- CONJUNTO DE TAREAS
A - ¿En qué año saquearon hindúes radicales la mezquita Babri Masyad de Ayodhya, según el texto sobre el fundamentalismo?
B - Transcribe sin cambios el fragmento del texto sobre el fundamentalismo que empieza en "Tras la independencia" y termina en "responsable del asesinato.".

═════ TEXTO ═════

Hoy podríamos decir del fundamentalismo lo que Marx y Engels afirmaron del comunismo en ‘El manifiesto comunista’ hace algo más de siglo y medio: un nuevo fantasma o, mejor, una nueva realidad recorre el mundo, y no sólo Europa: el fundamentalismo. Y lo hace de manera galopante y sin freno. Es como un huracán que destruye lo más sagrado de las religiones y constituye una amenaza para la convivencia entre los seres humanos, sobre todo cuando desemboca en terrorismo.
‘Fundamentalismo’ es una palabra erudita del ámbito del cristianismo, que define un fenómeno religioso muy concreto, el del pentecostalismo evangélico norteamericano de principios del siglo XX, muy vivo hoy. La palabra ha pasado a otros ámbitos, como sucede con la ‘globalización’, que en origen pertenece al ámbito económico y se emplea en otros contextos. El término ‘fundamentalista’ se aplica a personas creyentes de las distintas religiones, sobre todo a judíos ultra-ortodoxos, a musulmanes integristas y a cristianos tradicionalistas.
El fenómeno fundamentalista suele darse -aunque no exclusivamente- en sistemas rígidos de creencias religiosas que se sustentan, a su vez, en textos revelados, definiciones dogmáticas y magisterios infalibles. Y muy especialmente en las tres religiones monoteístas, que se caracterizan por la creencia en un solo y único dios, considerado universal. Con todo no puede decirse que sea consustancial a ellas. Constituye, más bien, una de sus más graves patologías, después veremos.
Cabe indicar que movimientos y tendencias fundamentalistas se dan también en el hinduismo, el sijismo y el budismo. De ello tenemos varias manifestaciones en las últimas décadas. Hindúes radicales saquearon en 1992 la mezquita Babri Masyad de Ayodhya, construida en 1528 con fondos del emperador mongol Babar. El sijismo demostró su carácter fundamentalista violento con el asesinato de la primera ministra Indira Gandhi en 1984 llevado a cabo por un seguidor de esa religión para vengarse del ataque de las tropas gubernamentales al Templo Dorado de Amritsar. El budismo no está exento de caer en actitudes y prácticas fundamentalistas, como demuestra la violencia empleada por monjes budistas en Sri Lanka, país de mayoría budista cingalesa contra la minoría tamil hindú, que reclamaban la independencia de la zona tamil nororiental.
Tras la independencia de Sri Lanka (antiguo Ceilán), los monjes influyeron para que los primeros gobiernos independientes de Sri Lanka negaran el ejercicio de ciertos derechos de ciudadanía a la minoría tamil. Igualmente sucede en el movimiento tamil, hindú, que cuenta con una organización violenta, acusada de haber asesinado al ministro de Asuntos Exteriores de Sri Lanka, perteneciente a la minoría tamil y contrario a conceder a dicha minoría un territorio independiente responsable del asesinato.

═════ DATOS PROPORCIONADOS ═════

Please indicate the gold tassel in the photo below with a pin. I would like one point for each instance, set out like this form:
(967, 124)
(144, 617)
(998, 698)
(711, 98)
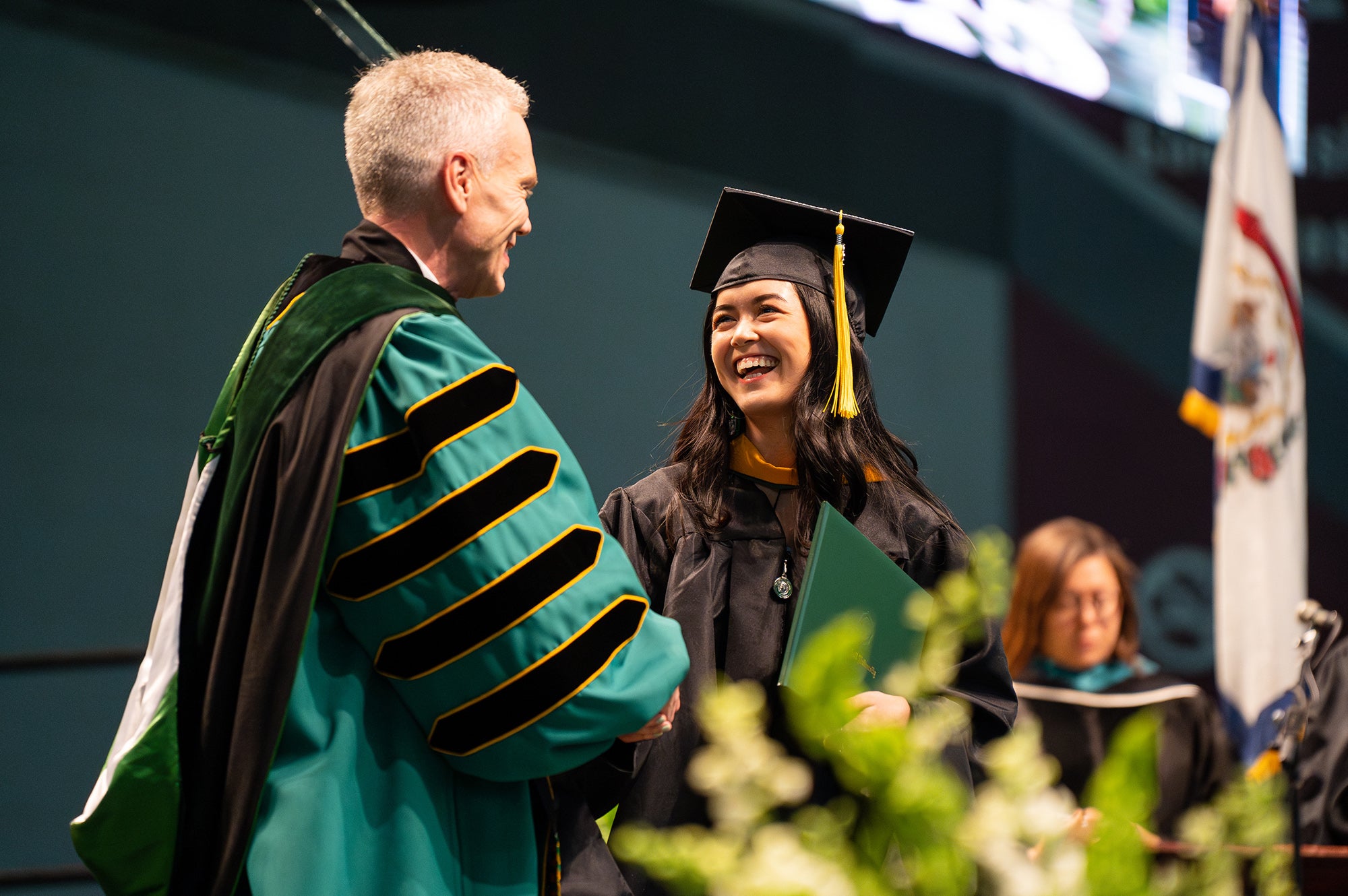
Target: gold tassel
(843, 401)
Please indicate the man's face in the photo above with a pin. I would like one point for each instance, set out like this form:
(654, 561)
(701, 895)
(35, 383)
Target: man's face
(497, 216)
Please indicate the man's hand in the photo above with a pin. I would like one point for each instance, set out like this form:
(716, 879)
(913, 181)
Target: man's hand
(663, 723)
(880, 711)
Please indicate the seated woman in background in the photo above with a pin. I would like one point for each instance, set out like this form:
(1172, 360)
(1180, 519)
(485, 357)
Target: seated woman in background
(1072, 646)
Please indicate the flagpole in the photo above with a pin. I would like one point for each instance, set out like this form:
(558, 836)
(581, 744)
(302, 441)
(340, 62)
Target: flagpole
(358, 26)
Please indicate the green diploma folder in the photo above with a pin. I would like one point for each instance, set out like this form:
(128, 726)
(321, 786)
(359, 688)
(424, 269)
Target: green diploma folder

═════

- RESPUESTAS
A - En 1992.

B -
Tras la independencia de Sri Lanka (antiguo Ceilán), los monjes influyeron para que los primeros gobiernos independientes de Sri Lanka negaran el ejercicio de ciertos derechos de ciudadanía a la minoría tamil. Igualmente sucede en el movimiento tamil, hindú, que cuenta con una organización violenta, acusada de haber asesinado al ministro de Asuntos Exteriores de Sri Lanka, perteneciente a la minoría tamil y contrario a conceder a dicha minoría un territorio independiente responsable del asesinato.